# TASKS TO CARRY OUT
1) Copy word for word the stretch of the article on growing a business during volatile markets from "Kostigan found the" through "their financial goals.".
2) In the article on growing a business during volatile markets, list the market events named between "dozens of market corrections" and "I’ve seen it all."
3) Extend the article on growing a business during volatile markets, starting after its last sentence.

# TEXT EXCERPT
How to Grow Your Business During Volatile Markets

How to Grow Your Business During a Volatile Market

Volatile markets are something all financial advisors have to deal with sooner or later. 

During my forty years in the industry, I’ve coached tens of thousands of advisors through multiple bear markets and dozens of market corrections.  The 1987 stock market crash.  The bursting of the dot-com bubble.  The aftermath of 9/11.  The Great Recession of 2008.  I’ve seen it all. 

More specifically, I’ve seen what the top financial advisors do to not only survive under market volatility, but thrive. 

Have you ever wondered why some advisors always seem to keep growing, no matter what sort of shape the markets are in?  If so, I have the answer, and it’s a very simple one:

They followed the LAW OF HANDHOLDING

The Law of Handholding is very simple.  It states:

When bad or unsettling news happens, clients and prospects need to be told what to think…and quickly. 

Otherwise, both will become someone else’s clients. 

You see, while market volatility might be unpleasant for investors, it can be a godsend for you.  Don’t believe me?  Then check out what History has to say. 

Come back with me to autumn of 2001.  The nation – indeed, the world – was still coming to grips with the 9/11 terrorist attacks.  This was especially true of financial advisors, as noted by a writer named Thomas Kostigan.  On November 20th, he published an article in CBS Market Watch titled, “Financial advisors ran, hid on September 11.”  Among other things, Kostigan found that less than one in five advisors called their clients during the period right after September 11.  As a result, as many as one third of all clients not contacted by their advisor looked to switch to someone else

Kostigan found the same phenomenon occurred after the stock market crash in October of ’97.  Back then, only 18.3% of advisors called their clients.  Once again, many of the clients they didn’t contact got fed up and started looking for someone else to help them reach their financial goals.

I imagine that if Kostigan were to update his article, he would find similar data in 2002…and again in 2008…and for that matter, early 2018. 

Now, the immediate conclusion is obvious.  During times of market volatility, like right now, it’s crucial that you reach out to your clients.  Otherwise, you may lose business.

Records from a dataset
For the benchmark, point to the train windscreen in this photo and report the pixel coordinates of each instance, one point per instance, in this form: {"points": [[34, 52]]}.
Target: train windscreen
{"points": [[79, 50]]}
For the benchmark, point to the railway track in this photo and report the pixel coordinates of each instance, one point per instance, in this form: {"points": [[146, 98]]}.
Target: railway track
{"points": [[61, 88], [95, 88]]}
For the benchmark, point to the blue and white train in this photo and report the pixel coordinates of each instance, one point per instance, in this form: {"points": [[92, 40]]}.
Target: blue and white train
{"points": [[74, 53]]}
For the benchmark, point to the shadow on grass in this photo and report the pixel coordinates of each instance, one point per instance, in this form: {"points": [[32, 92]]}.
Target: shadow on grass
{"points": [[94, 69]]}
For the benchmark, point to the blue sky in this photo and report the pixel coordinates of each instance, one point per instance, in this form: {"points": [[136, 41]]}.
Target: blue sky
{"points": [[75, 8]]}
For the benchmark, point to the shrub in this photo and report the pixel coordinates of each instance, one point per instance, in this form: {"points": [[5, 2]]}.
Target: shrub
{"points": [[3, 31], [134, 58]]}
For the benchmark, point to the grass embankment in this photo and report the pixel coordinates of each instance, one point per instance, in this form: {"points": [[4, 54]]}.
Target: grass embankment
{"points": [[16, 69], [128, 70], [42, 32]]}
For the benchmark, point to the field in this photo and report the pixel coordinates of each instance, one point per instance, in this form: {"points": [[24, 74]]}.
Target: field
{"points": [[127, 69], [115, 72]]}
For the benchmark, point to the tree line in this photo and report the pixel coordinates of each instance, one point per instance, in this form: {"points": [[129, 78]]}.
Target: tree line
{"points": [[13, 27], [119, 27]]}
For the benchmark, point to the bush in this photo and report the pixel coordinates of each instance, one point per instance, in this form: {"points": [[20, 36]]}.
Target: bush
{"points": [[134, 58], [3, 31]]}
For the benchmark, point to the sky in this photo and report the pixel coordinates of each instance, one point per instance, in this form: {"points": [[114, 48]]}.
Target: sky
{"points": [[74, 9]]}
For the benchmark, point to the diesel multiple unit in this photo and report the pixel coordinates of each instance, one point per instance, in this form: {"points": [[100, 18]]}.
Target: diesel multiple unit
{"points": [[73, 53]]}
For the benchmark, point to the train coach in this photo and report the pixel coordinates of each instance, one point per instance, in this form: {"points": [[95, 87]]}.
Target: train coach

# RESULTS OF THE EXERCISE
1)
Kostigan found the same phenomenon occurred after the stock market crash in October of ’97.  Back then, only 18.3% of advisors called their clients.  Once again, many of the clients they didn’t contact got fed up and started looking for someone else to help them reach their financial goals.

2)
The 1987 stock market crash
The bursting of the dot-com bubble
The aftermath of 9/11
The Great Recession of 2008

3)
But now look at it from another angle.  According to Kostigan, as many as one third of all uncontacted clients looked to switch to another advisor after 9/11. 

That’s tens of thousands of investors.  Frustrated.  Unhappy.


Those are your prospects. 

What Clients and Prospects Want from their Advisor During Volatile Markets

Take a moment to imagine a hypothetical prospect whom we’ll call Velda. She just heard that the Dow dropped 1,000 points in less than a day.  She waits for her advisor to call to explain what’s going on and what she should do. The phone never rings.

So she calls his office. He’s unavailable. 

Is she frustrated? You bet. 

The next day, she gets a handholding letter from you explaining exactly what’s going on and why. A day or two after that, she gets a call from your office, asking if she has any questions, or if there’s anything you can do for her. 

Is she impressed? You bet. And before you know it, suddenly Velda starts thinking of you whenever she’s in need of financial advice. volatile market

To put it simply, you can use market volatility to your advantage by simply being out there, proactively contacting, educating, and reassuring your clients and prospects that someone is watching out for them, and that they have options

It’s how you get clients to stay with you even when their quarterly statements might not look so good.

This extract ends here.